**PASSAGE:**
........

Charles Major (July 25, 1856 – February 13, 1913) was an American lawyer and novelist.

Biography
Born to an upper-middle class Indianapolis family, Major developed an interest in both law and English history at an early age and attended the University of Michigan from 1872 through 1875, being admitted to the Indiana bar association in 1877. Shortly thereafter he opened his own law practice, which launched a short political career, culminating in a year-long term in the Indiana state legislature.

Writing remained an interest of Major, and in 1898, he published his first novel, When Knighthood Was in Flower under the pseudonym Edwin Caskoden. The novel about England during the reign of King Henry VIII was an exhaustively researched historical romance, and became enormously popular, holding a place on bestselling book lists for nearly three years.  The novel was adapted into a popular Broadway play by Paul Kester in 1901, premiering at the Criterion Theatre that year. The novel also launched relatively successful film adaptations in 1908 and 1922.

With a successful writing career, Major gradually lessened his legal obligations, closing his law practice over a year after his first novel, in 1899. Published in 1902, his third novel, Dorothy Vernon of Haddon Hall, another historical romance, this time set in Elizabethan times, rivaled the success of his first. Once again, the novel was adapted for the theater by Paul Kester, and saw a film release in 1924 starring Mary Pickford.

........

**PROVIDED RECORDS:**

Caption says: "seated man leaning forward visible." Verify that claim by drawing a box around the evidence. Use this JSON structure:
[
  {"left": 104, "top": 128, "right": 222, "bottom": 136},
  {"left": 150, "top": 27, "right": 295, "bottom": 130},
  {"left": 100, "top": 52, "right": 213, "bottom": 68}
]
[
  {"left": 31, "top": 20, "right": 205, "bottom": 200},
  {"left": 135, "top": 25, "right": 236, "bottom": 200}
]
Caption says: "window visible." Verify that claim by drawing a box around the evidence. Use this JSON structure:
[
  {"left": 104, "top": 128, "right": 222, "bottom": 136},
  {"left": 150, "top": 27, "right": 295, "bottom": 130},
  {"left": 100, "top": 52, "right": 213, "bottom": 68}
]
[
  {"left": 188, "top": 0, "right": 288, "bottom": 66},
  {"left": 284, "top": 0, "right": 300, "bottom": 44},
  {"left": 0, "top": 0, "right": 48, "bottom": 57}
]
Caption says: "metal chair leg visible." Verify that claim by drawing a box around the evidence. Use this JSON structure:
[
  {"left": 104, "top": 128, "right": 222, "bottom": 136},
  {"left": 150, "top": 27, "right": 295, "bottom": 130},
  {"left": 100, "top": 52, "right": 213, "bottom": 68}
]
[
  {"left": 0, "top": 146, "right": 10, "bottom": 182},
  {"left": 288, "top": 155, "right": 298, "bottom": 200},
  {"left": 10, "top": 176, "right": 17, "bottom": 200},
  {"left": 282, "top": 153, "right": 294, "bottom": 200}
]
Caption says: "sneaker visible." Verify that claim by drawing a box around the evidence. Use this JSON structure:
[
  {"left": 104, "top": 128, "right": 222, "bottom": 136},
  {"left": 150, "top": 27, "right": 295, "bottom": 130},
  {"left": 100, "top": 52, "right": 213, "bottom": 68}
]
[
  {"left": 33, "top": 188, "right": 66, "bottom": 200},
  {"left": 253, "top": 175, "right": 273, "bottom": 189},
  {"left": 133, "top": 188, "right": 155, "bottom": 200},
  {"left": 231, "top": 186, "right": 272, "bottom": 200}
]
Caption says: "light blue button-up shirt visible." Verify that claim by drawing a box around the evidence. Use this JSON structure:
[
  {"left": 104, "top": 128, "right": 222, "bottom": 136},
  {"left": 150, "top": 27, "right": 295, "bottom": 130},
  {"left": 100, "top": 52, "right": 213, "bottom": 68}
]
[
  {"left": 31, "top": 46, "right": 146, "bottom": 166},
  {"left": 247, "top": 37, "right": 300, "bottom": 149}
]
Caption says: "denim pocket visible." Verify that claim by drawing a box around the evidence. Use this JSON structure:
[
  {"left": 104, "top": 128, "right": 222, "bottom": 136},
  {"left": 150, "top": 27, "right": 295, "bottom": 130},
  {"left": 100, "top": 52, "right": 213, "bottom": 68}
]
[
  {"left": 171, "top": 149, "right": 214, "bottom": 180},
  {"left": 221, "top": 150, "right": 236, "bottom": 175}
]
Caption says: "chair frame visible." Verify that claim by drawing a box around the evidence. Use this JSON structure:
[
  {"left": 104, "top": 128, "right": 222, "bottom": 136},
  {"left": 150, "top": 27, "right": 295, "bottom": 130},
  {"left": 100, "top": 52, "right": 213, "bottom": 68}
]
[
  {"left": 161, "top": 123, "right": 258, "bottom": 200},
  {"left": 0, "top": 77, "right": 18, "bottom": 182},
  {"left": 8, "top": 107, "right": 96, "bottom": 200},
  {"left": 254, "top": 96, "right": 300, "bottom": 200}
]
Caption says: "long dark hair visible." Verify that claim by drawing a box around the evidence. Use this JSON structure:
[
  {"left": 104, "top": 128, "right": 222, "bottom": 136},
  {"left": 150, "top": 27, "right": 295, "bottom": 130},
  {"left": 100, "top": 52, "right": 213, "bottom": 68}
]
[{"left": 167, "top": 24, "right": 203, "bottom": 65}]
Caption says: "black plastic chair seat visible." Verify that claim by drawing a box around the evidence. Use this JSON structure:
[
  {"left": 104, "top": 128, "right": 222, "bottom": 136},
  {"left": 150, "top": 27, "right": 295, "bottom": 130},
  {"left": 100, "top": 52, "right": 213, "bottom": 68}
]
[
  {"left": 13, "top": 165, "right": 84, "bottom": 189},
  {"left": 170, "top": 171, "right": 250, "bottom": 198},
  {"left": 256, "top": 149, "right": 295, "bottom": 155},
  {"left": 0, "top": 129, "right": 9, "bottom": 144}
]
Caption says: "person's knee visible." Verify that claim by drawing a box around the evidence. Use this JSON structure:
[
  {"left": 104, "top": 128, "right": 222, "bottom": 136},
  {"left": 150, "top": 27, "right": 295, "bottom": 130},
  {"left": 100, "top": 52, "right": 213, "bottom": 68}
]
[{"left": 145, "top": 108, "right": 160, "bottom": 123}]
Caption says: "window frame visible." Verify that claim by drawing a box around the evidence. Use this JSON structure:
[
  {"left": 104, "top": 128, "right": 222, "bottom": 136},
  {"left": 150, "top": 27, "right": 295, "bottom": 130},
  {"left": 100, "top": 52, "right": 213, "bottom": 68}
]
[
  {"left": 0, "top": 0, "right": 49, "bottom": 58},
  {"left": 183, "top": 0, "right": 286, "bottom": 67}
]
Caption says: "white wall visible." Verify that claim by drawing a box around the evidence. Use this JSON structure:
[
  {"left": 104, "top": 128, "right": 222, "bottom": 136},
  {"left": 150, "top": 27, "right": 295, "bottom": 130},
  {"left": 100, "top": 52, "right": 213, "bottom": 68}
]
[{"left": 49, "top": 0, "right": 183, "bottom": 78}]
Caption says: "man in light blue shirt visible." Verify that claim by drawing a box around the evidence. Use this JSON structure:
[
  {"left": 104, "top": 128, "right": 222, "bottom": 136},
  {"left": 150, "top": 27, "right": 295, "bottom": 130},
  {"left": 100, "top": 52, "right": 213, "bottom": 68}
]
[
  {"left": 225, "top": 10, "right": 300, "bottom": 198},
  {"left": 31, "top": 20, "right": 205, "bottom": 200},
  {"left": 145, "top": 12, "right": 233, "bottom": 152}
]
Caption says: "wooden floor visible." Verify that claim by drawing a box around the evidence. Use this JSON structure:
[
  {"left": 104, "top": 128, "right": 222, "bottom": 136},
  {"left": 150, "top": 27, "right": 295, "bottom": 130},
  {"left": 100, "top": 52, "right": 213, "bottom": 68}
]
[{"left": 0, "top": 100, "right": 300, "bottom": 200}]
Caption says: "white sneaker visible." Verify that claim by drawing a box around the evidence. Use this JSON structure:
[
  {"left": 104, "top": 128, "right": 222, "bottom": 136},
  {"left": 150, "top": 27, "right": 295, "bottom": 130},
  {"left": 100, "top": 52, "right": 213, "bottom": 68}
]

........

**EXERCISE A:** From the Charles Major biography, list every year in which a film adaptation of one of his novels was released.
**EXERCISE B:** Edit the part of the Charles Major biography that opens with "With a successful" and closes with "starring Mary Pickford.", changing "theater" to "stage".

**EXERCISE ANSWER A:** 1908, 1922, 1924

**EXERCISE ANSWER B:**
With a successful writing career, Major gradually lessened his legal obligations, closing his law practice over a year after his first novel, in 1899. Published in 1902, his third novel, Dorothy Vernon of Haddon Hall, another historical romance, this time set in Elizabethan times, rivaled the success of his first. Once again, the novel was adapted for the stage by Paul Kester, and saw a film release in 1924 starring Mary Pickford.